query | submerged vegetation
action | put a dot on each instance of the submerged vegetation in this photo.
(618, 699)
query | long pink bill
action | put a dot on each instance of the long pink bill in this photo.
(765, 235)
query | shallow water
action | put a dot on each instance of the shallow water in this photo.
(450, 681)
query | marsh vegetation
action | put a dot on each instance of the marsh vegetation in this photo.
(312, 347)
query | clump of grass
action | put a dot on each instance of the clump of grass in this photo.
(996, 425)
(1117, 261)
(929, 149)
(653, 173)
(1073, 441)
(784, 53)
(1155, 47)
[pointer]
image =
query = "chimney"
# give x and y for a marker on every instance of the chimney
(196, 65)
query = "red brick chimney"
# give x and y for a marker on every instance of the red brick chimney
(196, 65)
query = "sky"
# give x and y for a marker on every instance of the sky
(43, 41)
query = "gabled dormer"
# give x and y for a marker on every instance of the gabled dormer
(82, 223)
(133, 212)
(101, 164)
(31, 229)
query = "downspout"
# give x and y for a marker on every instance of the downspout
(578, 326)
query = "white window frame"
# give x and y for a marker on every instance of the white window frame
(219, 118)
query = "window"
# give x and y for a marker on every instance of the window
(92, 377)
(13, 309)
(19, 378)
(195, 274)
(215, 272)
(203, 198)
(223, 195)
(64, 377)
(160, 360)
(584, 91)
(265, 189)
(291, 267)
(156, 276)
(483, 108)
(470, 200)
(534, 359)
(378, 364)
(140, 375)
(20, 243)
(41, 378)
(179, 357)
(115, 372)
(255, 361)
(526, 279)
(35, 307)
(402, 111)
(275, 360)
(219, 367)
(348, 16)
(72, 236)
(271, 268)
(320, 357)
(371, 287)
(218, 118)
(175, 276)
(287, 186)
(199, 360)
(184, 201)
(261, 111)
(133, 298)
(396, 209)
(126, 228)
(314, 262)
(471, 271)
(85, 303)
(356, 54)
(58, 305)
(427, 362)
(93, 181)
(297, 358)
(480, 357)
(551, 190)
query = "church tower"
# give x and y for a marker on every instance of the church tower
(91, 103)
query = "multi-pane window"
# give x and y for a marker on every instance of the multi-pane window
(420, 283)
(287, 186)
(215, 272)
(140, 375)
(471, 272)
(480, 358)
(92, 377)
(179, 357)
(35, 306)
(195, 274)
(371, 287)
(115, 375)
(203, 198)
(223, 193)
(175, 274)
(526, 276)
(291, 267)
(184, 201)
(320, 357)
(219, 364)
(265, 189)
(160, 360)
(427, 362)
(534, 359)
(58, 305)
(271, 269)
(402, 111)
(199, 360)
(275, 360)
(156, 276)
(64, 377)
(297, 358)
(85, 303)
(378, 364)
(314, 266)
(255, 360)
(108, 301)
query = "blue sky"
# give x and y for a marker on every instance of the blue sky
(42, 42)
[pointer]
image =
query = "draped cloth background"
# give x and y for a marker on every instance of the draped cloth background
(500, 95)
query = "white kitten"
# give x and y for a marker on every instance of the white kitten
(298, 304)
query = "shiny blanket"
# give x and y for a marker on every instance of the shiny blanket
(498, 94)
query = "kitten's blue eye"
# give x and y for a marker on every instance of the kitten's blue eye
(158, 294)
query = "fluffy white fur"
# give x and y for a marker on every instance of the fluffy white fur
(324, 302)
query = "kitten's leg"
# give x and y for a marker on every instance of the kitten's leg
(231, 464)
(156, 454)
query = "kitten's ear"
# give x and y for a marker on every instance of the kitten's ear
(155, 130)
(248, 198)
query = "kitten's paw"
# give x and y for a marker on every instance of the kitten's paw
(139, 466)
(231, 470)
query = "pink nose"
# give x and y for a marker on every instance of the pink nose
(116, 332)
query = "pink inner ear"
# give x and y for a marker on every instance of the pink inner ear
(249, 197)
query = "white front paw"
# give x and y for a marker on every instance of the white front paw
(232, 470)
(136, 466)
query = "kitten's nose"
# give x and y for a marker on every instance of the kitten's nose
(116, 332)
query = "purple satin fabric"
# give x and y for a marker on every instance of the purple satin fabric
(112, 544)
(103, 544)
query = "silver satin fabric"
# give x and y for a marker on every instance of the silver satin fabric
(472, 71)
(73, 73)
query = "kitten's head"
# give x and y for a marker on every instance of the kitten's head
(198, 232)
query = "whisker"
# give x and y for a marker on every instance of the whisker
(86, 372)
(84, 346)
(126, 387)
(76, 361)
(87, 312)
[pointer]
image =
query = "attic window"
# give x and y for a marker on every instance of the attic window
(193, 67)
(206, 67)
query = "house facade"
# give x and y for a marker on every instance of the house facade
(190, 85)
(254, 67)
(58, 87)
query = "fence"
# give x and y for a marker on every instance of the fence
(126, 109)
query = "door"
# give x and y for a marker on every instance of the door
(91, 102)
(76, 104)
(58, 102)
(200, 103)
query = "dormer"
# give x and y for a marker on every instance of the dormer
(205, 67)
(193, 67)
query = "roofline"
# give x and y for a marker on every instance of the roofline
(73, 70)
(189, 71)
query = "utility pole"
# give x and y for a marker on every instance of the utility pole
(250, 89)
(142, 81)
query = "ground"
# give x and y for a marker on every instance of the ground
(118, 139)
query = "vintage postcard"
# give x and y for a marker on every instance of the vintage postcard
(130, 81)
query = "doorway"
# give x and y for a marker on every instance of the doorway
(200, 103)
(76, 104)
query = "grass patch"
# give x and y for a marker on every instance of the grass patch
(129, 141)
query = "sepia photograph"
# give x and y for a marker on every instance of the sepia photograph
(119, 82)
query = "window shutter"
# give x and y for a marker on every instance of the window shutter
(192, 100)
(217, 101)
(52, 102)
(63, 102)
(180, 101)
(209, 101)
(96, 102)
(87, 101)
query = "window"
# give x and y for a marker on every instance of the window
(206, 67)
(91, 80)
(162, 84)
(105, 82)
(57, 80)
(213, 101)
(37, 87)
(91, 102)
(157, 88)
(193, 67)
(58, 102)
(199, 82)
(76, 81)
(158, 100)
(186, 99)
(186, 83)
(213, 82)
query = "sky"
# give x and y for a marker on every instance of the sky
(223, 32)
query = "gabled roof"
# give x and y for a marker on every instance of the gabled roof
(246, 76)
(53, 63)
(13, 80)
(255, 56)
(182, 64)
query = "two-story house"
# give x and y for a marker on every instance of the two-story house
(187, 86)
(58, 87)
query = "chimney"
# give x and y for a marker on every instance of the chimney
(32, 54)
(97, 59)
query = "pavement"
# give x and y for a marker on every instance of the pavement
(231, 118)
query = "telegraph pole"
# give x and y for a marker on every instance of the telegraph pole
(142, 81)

→ Instructions to follow
Would you please write the entries out again in full, exactly as given?

→ Task solution
query | submerged vegetation
action | put a dot on each instance of the submerged vegetation in this photo.
(618, 699)
query | long pink bill
action | put a dot on each instance of the long pink bill in this photo.
(765, 235)
query | shallow water
action | put a dot on each instance of the shallow water in this photo.
(450, 681)
query | marsh vegetation
action | put a dot on each instance of the marsh vegetation in this photo.
(312, 347)
query | clump of grass
action | put a dot on each instance of the clump of grass in this photo.
(996, 425)
(1117, 261)
(929, 149)
(653, 173)
(1073, 441)
(784, 53)
(1155, 47)
[pointer]
image =
query = "chimney"
# give x and y for a marker on every instance of the chimney
(196, 65)
query = "red brick chimney"
# give x and y for a marker on every instance of the red brick chimney
(196, 65)
query = "sky"
# give x and y for a marker on every instance of the sky
(43, 41)
query = "gabled dormer"
# give x and y for a marker on every instance of the gabled dormer
(82, 223)
(133, 212)
(101, 164)
(31, 229)
query = "downspout"
# give x and y for a marker on every instance of the downspout
(578, 326)
query = "white window frame"
# give x and y for a marker on every instance of the white window frame
(219, 118)
query = "window"
# give x and y for a marker on every instance of the window
(92, 377)
(13, 309)
(19, 378)
(195, 274)
(215, 272)
(203, 198)
(223, 195)
(64, 377)
(160, 360)
(584, 91)
(265, 189)
(291, 267)
(156, 276)
(483, 108)
(470, 200)
(534, 359)
(378, 364)
(140, 375)
(20, 243)
(41, 378)
(179, 357)
(115, 372)
(255, 361)
(526, 279)
(35, 307)
(402, 111)
(275, 360)
(219, 367)
(348, 16)
(72, 236)
(271, 268)
(320, 357)
(371, 287)
(218, 118)
(175, 276)
(287, 186)
(199, 360)
(184, 201)
(261, 111)
(133, 298)
(396, 209)
(126, 228)
(314, 262)
(471, 271)
(85, 303)
(356, 54)
(58, 305)
(427, 362)
(93, 181)
(297, 358)
(480, 357)
(551, 190)
query = "church tower"
# give x and y for a marker on every instance of the church tower
(91, 103)
query = "multi-pane window"
# give x and y for a marker on every instance of the multi-pane window
(420, 283)
(287, 186)
(215, 272)
(140, 375)
(471, 272)
(480, 358)
(92, 377)
(179, 357)
(35, 306)
(195, 274)
(371, 287)
(115, 375)
(203, 198)
(223, 193)
(175, 274)
(526, 276)
(291, 267)
(184, 201)
(320, 357)
(219, 364)
(265, 189)
(160, 360)
(427, 362)
(534, 359)
(58, 305)
(271, 269)
(402, 111)
(199, 360)
(275, 360)
(156, 276)
(64, 377)
(297, 358)
(85, 303)
(378, 364)
(314, 266)
(255, 360)
(108, 301)
query = "blue sky"
# give x and y for a marker on every instance of the blue sky
(42, 42)
[pointer]
image =
query = "draped cloth background"
# give x and y for a marker on every instance of the draped cloth background
(500, 95)
query = "white kitten"
# give x and y for a marker on every instance of the white kitten
(298, 304)
query = "shiny blanket"
# give x and y for a marker on every instance of the shiny blanket
(498, 94)
query = "kitten's blue eye"
# give x and y for a marker on every instance of the kitten's blue eye
(158, 294)
query = "fluffy white fur"
# give x and y for a marker on every instance of the fluffy white fur
(324, 302)
query = "kitten's leg"
# give x and y for a marker on every instance of the kitten's leg
(231, 464)
(156, 454)
query = "kitten's ear"
# give x and y for a marker on every instance of the kitten's ear
(155, 130)
(248, 198)
query = "kitten's paw"
# give x and y for a marker on every instance of the kitten's paw
(139, 466)
(231, 470)
query = "pink nose"
# give x and y for a marker on every instance of the pink nose
(116, 332)
query = "pink inner ear"
# give x and y for a marker on every instance of the pink inner ear
(249, 197)
query = "white front paw"
# give x and y for a marker on every instance of the white front paw
(232, 470)
(136, 466)
query = "kitten's nose"
# give x and y for a marker on every instance of the kitten's nose
(116, 332)
query = "purple satin fabric"
# give x and y for a marker on every instance of the purple satin fabric
(112, 544)
(103, 544)
query = "silver satin fabric"
# give x and y for a marker on every instance of the silver satin fabric
(472, 71)
(73, 73)
query = "kitten's head"
# give x and y for a marker on every instance of the kitten's head
(198, 232)
query = "whisker"
# give x and y for a marker on every instance of the whisker
(86, 372)
(84, 346)
(126, 387)
(76, 361)
(87, 312)
[pointer]
image =
query = "attic window"
# give x and y for a marker on every instance of the attic window
(193, 67)
(206, 67)
query = "house facade"
# give x and y for a marker on every instance of the house facade
(190, 85)
(254, 67)
(58, 87)
query = "fence"
# give x and y for a marker on every instance of the fence
(126, 109)
query = "door"
# give x and y for a marker on every instance of the door
(91, 102)
(76, 104)
(58, 102)
(200, 103)
query = "dormer"
# give x and y for a marker on every instance of the dormer
(205, 67)
(193, 67)
query = "roofline"
# give x and y for a marker on every instance of the roofline
(73, 70)
(189, 71)
query = "utility pole"
# give x and y for a marker on every instance of the utility pole
(250, 89)
(142, 81)
query = "ground"
# give x and y for a marker on every instance of the ground
(118, 139)
query = "vintage postcard"
# give x and y for a marker on every instance of the vintage postcard
(130, 81)
query = "doorway"
# give x and y for a marker on every instance of the doorway
(200, 103)
(76, 104)
query = "grass patch"
# give x and y for a marker on every instance of the grass patch
(129, 141)
query = "sepia photograph"
# give x and y for a marker on every instance of the sepia photograph
(119, 82)
query = "window shutter"
# give x and y for a marker on every instance of the window shutter
(192, 100)
(217, 101)
(52, 102)
(63, 102)
(180, 101)
(209, 101)
(96, 102)
(87, 101)
query = "window"
# give x and y for a marker on every instance of the window
(206, 67)
(91, 80)
(162, 84)
(105, 82)
(57, 80)
(213, 101)
(37, 87)
(91, 102)
(157, 88)
(193, 67)
(58, 102)
(199, 82)
(76, 81)
(158, 100)
(186, 99)
(186, 83)
(213, 82)
query = "sky"
# give x and y for a marker on every instance of the sky
(223, 32)
query = "gabled roof"
# give x and y for a marker on every instance of the gabled roof
(246, 76)
(53, 63)
(13, 80)
(255, 56)
(182, 64)
query = "two-story house"
# give x and y for a marker on every instance of the two-story house
(187, 86)
(58, 87)
query = "chimney"
# give x and y for a marker on every instance of the chimney
(32, 54)
(97, 59)
query = "pavement"
# give x and y for a marker on every instance of the pavement
(231, 118)
query = "telegraph pole"
# give x and y for a marker on every instance of the telegraph pole
(142, 81)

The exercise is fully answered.